• [Exercise materials]
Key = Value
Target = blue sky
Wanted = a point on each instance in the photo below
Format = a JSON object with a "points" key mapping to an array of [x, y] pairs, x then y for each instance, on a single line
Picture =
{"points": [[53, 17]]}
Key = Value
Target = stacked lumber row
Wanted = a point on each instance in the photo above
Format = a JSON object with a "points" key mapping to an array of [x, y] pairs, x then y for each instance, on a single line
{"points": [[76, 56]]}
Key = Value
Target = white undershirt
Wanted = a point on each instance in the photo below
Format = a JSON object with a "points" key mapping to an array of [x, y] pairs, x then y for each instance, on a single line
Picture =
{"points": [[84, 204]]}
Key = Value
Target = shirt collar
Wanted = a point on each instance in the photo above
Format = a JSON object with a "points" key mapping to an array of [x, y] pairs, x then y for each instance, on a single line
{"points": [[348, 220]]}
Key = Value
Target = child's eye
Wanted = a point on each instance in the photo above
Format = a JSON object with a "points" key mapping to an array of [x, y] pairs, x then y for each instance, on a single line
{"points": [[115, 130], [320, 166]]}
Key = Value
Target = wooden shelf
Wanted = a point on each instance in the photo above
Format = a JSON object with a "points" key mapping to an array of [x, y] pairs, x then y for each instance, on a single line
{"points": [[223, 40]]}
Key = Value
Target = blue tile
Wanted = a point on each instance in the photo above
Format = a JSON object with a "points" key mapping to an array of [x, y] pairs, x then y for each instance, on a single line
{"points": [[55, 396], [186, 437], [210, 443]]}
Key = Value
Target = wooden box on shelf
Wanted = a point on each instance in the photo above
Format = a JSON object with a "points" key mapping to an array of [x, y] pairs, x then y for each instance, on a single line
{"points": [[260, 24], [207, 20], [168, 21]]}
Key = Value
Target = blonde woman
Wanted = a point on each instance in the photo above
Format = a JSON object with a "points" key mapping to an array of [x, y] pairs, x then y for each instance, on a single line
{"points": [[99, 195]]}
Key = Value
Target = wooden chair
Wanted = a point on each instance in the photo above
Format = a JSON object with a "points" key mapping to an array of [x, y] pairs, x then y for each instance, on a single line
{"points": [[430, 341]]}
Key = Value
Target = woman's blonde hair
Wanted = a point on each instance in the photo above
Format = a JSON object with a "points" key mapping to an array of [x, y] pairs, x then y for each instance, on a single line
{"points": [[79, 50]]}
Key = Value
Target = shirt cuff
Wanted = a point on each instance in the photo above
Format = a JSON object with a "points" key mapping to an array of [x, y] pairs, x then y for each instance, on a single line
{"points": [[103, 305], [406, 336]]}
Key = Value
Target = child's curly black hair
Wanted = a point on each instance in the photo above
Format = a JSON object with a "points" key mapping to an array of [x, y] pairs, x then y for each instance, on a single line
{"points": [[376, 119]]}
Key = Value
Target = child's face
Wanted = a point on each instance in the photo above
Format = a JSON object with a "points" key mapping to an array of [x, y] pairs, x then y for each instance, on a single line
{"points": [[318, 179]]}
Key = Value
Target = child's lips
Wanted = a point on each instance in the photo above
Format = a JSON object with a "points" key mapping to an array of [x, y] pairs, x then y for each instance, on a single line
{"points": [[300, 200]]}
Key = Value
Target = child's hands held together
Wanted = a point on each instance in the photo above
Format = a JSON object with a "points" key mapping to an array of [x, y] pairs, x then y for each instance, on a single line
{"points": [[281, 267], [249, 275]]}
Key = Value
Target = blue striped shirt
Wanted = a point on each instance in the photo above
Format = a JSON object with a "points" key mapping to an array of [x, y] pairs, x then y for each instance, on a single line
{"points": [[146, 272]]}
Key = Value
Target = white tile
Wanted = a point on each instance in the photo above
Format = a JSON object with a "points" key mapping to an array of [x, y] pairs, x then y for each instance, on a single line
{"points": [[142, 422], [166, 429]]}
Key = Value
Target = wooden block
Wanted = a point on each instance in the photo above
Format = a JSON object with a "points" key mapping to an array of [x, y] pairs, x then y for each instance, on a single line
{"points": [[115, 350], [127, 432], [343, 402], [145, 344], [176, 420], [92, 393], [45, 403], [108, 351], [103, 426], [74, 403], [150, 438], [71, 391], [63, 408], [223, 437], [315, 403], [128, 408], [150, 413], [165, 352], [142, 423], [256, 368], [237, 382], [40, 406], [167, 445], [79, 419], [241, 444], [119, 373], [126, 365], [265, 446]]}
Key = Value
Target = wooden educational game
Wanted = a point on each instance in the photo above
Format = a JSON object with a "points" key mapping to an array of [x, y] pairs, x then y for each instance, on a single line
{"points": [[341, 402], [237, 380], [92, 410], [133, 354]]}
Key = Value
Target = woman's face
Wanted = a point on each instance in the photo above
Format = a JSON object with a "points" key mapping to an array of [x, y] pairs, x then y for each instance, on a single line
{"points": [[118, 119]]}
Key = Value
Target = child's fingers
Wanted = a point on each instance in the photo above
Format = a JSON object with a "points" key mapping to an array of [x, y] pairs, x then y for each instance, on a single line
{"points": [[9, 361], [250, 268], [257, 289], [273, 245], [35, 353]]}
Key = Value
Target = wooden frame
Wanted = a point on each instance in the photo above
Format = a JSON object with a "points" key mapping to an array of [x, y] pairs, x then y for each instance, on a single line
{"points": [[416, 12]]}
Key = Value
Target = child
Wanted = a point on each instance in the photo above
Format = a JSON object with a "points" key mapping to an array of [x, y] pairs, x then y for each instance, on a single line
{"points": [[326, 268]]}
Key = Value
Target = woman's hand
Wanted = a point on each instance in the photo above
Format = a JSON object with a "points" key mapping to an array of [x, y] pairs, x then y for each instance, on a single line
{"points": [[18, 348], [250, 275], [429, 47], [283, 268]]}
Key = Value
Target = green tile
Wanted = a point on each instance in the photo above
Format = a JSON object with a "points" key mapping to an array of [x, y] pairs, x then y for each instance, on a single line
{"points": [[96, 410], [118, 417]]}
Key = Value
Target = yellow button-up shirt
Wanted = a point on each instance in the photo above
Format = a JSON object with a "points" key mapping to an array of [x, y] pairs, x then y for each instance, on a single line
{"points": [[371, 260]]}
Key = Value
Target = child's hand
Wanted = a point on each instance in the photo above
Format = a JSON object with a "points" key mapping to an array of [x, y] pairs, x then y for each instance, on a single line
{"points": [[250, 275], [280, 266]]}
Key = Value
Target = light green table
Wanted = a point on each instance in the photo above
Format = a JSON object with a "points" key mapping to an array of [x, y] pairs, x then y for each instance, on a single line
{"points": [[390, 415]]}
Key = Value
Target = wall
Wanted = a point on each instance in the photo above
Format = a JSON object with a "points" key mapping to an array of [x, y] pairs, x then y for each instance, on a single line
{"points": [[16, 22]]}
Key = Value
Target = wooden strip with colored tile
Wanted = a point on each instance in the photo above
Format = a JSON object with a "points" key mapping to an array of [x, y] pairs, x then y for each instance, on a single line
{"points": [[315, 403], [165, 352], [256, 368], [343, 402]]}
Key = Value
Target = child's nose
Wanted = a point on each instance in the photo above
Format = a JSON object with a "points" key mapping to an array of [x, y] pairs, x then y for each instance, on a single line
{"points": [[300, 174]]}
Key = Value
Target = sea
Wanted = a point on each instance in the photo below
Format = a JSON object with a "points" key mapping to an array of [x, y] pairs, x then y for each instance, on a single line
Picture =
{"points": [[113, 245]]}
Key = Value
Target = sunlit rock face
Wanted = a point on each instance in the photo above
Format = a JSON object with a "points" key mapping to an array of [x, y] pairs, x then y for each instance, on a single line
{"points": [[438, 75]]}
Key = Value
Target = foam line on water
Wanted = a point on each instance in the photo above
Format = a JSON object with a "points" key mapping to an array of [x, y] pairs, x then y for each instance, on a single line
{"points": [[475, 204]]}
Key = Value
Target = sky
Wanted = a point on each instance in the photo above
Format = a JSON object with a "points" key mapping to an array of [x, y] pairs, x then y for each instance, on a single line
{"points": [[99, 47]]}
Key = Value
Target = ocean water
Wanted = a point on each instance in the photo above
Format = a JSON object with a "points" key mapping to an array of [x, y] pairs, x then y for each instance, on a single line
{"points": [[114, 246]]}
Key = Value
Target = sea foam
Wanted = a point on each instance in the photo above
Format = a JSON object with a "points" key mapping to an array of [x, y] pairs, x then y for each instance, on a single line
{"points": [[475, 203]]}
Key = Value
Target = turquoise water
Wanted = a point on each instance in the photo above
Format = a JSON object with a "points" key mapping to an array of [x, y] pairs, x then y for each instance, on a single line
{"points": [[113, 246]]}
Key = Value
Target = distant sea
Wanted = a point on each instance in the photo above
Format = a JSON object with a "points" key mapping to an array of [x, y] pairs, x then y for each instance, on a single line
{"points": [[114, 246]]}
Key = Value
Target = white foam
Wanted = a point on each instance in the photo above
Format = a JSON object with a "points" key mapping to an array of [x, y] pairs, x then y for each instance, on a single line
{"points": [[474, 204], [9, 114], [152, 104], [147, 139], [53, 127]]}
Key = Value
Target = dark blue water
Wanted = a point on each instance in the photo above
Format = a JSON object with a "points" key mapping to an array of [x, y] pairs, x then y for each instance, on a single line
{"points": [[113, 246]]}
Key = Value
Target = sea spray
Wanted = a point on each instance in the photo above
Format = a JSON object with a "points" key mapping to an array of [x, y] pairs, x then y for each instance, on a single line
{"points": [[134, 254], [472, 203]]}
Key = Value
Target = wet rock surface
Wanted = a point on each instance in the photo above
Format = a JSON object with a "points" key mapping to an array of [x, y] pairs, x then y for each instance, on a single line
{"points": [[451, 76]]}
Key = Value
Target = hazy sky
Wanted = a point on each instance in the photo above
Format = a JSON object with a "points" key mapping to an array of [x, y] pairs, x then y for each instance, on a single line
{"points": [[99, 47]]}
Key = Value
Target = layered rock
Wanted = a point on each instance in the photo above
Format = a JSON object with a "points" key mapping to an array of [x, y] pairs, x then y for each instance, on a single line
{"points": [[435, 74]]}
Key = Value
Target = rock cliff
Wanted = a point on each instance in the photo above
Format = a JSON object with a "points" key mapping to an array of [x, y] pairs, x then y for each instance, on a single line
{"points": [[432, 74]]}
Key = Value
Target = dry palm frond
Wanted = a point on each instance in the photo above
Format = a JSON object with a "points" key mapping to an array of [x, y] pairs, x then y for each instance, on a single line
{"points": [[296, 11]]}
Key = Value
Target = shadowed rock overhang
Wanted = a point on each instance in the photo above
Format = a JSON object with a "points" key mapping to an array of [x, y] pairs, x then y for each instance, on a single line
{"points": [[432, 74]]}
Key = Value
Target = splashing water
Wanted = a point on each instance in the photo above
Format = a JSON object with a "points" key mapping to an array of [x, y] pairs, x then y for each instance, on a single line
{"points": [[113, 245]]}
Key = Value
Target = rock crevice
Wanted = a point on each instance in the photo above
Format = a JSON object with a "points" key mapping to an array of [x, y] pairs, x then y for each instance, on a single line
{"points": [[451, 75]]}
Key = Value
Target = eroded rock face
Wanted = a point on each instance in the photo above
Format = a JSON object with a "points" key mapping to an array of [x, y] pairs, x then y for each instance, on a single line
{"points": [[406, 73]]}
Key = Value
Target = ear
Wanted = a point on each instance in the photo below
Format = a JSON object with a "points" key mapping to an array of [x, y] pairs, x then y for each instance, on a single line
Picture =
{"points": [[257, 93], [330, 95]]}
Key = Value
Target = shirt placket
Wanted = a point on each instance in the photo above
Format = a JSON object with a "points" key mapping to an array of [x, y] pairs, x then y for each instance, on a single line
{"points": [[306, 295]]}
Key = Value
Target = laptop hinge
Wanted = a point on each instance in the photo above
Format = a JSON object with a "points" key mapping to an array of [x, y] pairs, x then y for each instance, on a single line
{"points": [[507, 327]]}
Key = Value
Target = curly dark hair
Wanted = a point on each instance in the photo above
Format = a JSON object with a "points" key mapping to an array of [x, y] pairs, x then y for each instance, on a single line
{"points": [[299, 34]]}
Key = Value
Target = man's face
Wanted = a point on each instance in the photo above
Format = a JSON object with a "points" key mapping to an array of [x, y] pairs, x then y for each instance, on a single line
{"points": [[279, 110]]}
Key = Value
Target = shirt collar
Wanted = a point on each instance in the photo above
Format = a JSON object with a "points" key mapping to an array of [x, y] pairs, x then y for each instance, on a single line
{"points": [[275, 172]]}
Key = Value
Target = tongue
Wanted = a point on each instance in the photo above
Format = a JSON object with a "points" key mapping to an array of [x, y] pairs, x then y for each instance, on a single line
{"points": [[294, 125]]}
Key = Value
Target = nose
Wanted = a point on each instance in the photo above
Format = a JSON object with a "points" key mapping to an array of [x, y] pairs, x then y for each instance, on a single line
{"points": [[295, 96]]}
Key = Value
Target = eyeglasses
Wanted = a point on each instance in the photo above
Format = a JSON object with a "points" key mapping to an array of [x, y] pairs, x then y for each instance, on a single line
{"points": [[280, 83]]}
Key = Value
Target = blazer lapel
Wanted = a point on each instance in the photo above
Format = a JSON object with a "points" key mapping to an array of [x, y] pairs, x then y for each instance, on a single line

• [Goal] Pick out each line in the records above that contains the word "green" and copy those lines out in full.

• [Exercise result]
Target = green tile
Target = light green table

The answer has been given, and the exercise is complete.